__Consignes__:
1 - D'après le texte sur l'intervention en Libye, quelle instance de l'ONU a établi que l'OTAN n'avait pas délibérément ciblé les civils ?
2 - Transposez en tableau Markdown à deux colonnes, « Numéro » et « Ligne », tout ce qui va de la ligne des enregistrements contenant « cliff in the photo above. » jusqu'à la fin des enregistrements. Omettez les lignes vides.

__Bloc de texte__:
§

La guerre est donc parfois un peu plus compliquée. Néanmoins, insiste J. Ping, « peut-on qualifier d’opération humanitaire et de guerre juste un tel déluge de bombes et de haine déversé sur de paisibles localités ? » (p. 102). D’abord, les bombes n’étaient pas larguées sur de « paisibles localités » mais sur des cibles militaires : cela ne veut pas dire qu’elles ne faisaient pas des victimes civiles, toujours trop nombreuses, mais il ne faut pas confondre les bombardements intentionnels et accidentels de civils [6]. Le Conseil des droits de l’homme de l’ONU « a établi que l’OTAN n’avait pas délibérément ciblé les civils en Libye », ce qui n’est pas le cas de Kadhafi [7].
Ensuite, refuser de qualifier un bombardement ou une guerre d’humanitaire ou de juste présume qu’il est injuste en soi d’utiliser la force armée, parce que cela tue des gens. Le problème de cet arrière-fond pacifiste est qu’il égalise toutes les guerres. Je fais à J. Ping la même réponse qu’à Grégoire Chamayou qui, au sujet des drones, demandait « comment peut-on qualifier d’ "humanitaire" des procédés destinés à anéantir des vies humaines ? ». De la même manière que les armes peuvent être plus ou moins acceptables du point de vue humanitaire car plus ou moins discriminantes, sans quoi cela revient à égaliser une dague et une bombe nucléaire, les guerres peuvent être plus ou moins justes, en fonction de leur degré de conformité à une série de critères (autorité légitime, cause juste, intention droite, dernier recours, proportionnalité), et elles peuvent être conduites d’une manière plus ou moins humanitaire, en fonction de leur respect du droit international humanitaire qui régule les méthodes et moyens employés, sans quoi cela revient à égaliser toutes les guerres, et mettre sur le même pied l’intervention en Libye et les guerres de conquête hitlériennes, par exemple.
« Doit-on au nom de l’humanité commettre des crimes contre l’humanité ? Faut-il ajouter sans discernement des bombes aux bombes, des atrocités aux atrocités, des crimes de guerre aux crimes de guerre ? » demande encore J. Ping (p. 102). Outre que les intervenants en Libye n’ont pas commis de crime contre l’humanité – une expression qui a une définition précise (art. 7 du Statut de Rome) –, cette question est sophistique. Elle présume que répondre à la violence par la violence est toujours pire parce que les deux s’additionnent, alors que les situations dont on parle sont précisément celles dans lesquelles la violence de l’intervenant vise à mettre fin à celle de l’auteur des crimes initiaux.

§

__Enregistrements__:

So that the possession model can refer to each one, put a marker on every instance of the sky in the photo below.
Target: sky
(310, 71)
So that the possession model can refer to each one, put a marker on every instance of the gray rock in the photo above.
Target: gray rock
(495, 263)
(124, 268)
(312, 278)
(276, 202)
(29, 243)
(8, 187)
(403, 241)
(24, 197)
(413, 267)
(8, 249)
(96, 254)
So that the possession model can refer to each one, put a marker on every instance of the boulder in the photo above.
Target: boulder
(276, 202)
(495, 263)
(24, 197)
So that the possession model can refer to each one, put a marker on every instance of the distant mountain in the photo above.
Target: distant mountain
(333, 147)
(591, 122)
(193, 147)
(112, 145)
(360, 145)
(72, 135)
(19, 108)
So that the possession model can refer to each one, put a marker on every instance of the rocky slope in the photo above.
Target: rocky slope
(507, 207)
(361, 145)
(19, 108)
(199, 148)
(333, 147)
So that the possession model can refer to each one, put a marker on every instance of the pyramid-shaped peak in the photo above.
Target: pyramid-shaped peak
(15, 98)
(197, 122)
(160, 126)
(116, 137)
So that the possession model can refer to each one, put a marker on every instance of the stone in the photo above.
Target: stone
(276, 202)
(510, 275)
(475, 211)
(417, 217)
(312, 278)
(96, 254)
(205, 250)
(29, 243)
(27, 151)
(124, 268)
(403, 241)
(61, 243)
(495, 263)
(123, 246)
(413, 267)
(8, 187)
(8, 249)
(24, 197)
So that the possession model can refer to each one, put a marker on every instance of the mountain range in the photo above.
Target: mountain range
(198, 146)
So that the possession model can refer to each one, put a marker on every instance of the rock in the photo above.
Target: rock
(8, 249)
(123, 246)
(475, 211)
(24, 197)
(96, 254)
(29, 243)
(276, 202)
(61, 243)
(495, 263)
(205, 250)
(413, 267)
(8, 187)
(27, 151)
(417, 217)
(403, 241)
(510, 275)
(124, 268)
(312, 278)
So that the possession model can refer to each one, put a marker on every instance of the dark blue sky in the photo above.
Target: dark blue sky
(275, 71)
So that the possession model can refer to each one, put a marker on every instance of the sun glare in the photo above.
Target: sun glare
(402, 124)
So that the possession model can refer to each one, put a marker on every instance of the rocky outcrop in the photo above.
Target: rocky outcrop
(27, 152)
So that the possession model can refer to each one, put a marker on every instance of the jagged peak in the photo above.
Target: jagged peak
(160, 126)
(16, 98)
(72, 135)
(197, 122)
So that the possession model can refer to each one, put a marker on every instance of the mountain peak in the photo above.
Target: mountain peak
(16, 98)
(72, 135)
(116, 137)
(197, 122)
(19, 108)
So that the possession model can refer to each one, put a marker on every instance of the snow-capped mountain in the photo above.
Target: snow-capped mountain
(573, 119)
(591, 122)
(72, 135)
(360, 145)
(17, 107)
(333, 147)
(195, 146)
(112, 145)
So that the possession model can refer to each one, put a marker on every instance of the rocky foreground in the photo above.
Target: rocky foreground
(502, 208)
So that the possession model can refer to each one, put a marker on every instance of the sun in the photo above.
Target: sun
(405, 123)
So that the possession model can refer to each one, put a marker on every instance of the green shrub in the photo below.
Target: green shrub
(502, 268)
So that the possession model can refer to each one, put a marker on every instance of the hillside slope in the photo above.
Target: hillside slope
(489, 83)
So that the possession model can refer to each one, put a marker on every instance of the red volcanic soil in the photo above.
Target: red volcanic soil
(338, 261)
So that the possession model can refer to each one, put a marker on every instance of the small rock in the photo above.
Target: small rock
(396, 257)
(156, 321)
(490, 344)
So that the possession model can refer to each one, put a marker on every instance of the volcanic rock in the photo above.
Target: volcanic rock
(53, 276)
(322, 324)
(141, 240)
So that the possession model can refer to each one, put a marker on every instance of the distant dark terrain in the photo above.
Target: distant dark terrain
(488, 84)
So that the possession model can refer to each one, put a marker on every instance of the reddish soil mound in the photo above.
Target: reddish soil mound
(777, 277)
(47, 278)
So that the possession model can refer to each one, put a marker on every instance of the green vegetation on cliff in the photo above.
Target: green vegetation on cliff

§

__Réponses__:
1 - Le Conseil des droits de l'homme de l'ONU.

2 -
| Numéro | Ligne |
|---|---|
| 1 | So that the possession model can refer to each one, put a marker on every instance of the green vegetation on cliff in the photo above. |
| 2 | Target: green vegetation on cliff |